■ The exercise
Give as output the line that contains "Would you be able to indicate the wood grain", followed by every remaining line of the entries, unchanged and with nothing added.

================

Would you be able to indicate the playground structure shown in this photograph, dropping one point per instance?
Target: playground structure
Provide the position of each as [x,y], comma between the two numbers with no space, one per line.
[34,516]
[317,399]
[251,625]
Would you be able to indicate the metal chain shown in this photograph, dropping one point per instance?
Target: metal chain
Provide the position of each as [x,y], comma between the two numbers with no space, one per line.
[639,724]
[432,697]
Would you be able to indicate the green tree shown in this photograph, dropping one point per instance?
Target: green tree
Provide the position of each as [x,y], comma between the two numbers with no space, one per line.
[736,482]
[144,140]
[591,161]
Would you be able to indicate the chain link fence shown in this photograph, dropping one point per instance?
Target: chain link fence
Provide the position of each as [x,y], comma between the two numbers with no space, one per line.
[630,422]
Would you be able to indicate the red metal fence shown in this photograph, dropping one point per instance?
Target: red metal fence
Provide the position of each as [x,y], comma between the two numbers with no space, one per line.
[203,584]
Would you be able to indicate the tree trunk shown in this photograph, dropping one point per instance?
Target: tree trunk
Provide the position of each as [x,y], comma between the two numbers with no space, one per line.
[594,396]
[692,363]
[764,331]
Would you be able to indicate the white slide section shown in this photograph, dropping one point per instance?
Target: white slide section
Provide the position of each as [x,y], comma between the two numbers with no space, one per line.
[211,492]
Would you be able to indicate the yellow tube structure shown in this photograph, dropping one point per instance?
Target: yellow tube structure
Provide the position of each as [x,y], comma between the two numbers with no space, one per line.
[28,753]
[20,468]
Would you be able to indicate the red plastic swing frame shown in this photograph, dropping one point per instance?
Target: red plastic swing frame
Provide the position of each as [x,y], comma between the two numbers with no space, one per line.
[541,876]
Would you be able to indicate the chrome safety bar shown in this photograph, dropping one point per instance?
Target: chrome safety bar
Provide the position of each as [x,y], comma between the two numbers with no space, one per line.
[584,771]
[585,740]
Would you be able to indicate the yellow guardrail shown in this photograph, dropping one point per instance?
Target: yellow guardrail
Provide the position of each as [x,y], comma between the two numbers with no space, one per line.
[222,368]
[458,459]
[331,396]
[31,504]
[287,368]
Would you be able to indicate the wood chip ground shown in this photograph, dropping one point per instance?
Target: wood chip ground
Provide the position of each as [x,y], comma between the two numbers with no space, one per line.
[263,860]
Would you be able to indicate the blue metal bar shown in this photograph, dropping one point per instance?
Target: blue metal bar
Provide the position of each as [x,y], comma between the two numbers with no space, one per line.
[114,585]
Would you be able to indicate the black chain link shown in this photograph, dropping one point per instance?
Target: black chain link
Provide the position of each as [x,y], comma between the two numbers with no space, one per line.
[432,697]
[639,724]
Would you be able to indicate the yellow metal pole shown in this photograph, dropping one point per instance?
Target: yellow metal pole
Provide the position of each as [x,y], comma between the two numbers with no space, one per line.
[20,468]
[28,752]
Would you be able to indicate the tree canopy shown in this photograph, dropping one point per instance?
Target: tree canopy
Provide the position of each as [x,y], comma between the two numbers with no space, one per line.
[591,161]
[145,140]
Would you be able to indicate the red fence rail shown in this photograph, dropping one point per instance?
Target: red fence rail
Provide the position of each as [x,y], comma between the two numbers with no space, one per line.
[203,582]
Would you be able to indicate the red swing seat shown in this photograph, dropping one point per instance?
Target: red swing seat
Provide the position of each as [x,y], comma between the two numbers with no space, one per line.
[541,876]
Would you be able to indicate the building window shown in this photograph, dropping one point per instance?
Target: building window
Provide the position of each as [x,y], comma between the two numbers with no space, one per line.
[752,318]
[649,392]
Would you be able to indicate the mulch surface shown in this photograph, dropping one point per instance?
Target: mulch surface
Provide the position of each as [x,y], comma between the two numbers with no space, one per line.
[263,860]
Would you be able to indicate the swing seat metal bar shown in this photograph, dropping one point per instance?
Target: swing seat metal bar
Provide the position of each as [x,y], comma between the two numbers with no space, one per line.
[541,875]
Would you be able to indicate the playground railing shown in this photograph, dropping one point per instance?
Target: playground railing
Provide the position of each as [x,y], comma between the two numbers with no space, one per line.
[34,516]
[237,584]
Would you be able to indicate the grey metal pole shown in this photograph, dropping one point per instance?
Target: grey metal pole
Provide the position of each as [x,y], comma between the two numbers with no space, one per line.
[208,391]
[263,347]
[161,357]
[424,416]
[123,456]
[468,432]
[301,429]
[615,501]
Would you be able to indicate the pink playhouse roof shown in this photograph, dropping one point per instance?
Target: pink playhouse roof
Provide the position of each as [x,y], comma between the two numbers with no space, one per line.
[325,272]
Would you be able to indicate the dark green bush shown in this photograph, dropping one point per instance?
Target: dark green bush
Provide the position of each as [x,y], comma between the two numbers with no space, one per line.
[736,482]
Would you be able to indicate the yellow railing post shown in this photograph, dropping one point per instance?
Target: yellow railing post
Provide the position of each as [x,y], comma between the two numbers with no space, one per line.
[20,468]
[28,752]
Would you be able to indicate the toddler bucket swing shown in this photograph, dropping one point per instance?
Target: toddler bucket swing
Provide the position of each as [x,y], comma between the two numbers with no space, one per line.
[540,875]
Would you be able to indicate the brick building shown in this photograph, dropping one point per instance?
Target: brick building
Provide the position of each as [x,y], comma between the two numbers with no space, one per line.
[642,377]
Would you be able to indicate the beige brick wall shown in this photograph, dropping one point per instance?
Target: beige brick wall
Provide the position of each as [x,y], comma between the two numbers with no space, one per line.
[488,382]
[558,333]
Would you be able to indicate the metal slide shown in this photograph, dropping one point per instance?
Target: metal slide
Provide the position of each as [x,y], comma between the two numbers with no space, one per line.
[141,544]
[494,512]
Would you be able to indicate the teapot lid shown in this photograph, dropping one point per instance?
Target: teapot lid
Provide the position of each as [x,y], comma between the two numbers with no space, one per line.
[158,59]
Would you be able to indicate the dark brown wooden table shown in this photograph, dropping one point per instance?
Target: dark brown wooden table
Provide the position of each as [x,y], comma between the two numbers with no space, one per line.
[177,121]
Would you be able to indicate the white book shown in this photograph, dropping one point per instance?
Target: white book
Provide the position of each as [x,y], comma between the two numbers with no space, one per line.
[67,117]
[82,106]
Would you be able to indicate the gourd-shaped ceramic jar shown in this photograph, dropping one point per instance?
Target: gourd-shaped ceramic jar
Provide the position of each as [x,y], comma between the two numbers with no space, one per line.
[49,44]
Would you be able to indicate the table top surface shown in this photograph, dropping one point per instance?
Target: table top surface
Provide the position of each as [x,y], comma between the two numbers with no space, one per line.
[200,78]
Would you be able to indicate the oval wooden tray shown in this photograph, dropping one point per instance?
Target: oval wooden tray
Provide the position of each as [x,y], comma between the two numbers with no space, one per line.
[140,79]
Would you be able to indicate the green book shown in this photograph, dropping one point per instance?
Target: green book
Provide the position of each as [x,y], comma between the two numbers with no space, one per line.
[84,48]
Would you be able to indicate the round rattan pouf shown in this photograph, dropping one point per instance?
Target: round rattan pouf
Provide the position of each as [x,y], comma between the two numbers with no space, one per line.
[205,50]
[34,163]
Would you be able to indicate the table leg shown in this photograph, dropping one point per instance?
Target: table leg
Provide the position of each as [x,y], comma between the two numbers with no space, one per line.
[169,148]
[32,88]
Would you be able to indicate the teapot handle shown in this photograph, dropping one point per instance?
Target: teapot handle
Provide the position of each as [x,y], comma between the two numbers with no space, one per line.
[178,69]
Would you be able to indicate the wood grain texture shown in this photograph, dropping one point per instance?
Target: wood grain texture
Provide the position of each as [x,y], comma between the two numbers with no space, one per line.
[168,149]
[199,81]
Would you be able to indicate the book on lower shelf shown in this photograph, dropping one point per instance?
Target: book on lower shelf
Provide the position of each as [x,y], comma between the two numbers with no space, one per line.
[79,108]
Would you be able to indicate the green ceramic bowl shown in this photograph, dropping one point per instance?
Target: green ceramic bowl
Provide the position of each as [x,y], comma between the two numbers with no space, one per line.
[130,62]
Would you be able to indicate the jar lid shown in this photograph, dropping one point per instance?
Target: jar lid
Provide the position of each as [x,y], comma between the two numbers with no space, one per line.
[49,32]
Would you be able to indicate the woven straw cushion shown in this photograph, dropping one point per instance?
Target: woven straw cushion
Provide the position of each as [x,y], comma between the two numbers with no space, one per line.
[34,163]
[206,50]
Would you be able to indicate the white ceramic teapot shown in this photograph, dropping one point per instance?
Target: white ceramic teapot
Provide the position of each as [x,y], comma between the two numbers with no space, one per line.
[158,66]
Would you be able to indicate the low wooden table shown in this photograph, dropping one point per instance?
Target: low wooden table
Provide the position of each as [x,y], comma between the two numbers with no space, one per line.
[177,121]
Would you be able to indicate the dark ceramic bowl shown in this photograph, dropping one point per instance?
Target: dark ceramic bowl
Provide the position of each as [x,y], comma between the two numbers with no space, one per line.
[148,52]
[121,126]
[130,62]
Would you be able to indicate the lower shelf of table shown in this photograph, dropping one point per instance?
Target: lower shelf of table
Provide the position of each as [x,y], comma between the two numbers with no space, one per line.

================

■ Response to the exercise
Would you be able to indicate the wood grain texture shown in this photograph, dropping one point per instance?
Target: wood grain texture
Provide the position of each as [x,y], comma between the two numbers with no space, one per line.
[168,149]
[199,81]
Would you be able to indicate the book on lower shelf shown in this photograph, dropping one point per instance?
Target: book on lower shelf
Provide the position of each as [x,y], comma between the two numbers with no space, one per line.
[79,108]
Would you be able to indicate the green ceramic bowl shown in this photograph, dropping one point per instance?
Target: green ceramic bowl
Provide the position of each as [x,y], comma between the two numbers with no space, one per line.
[130,62]
Would you be able to indicate the jar lid shown in this photograph, dropping one point per instance?
Target: jar lid
Provide the position of each as [x,y], comma between the two numbers with no space, one per line.
[49,32]
Would you be able to indicate the woven straw cushion shown in this photograph, dropping one point per instance?
Target: woven straw cushion
Provide the position of each as [x,y], comma between the two numbers with no space, one per line.
[34,163]
[206,50]
Would you be able to indicate the white ceramic teapot shown in this photograph, dropping one point per instance?
Target: white ceramic teapot
Provide the position of each as [x,y], comma between the two numbers with no space, one per line.
[158,66]
Would you be able to indicate the low wooden table shown in this photograph, dropping one point per instance?
Target: low wooden table
Provide the position of each as [x,y], comma between the two numbers with no space, one per line.
[177,121]
Would you be able to indicate the dark ceramic bowl shown in this photograph, dropping one point per instance?
Target: dark ceramic bowl
Provide the position of each as [x,y], comma between the two numbers with no space, one per line.
[148,52]
[121,126]
[130,62]
Would you be able to indicate the lower shelf of table shown in this photograph, dropping one point per instance?
Target: lower shelf of table
Provide the position of each as [x,y], comma between the two numbers with no space, one per line.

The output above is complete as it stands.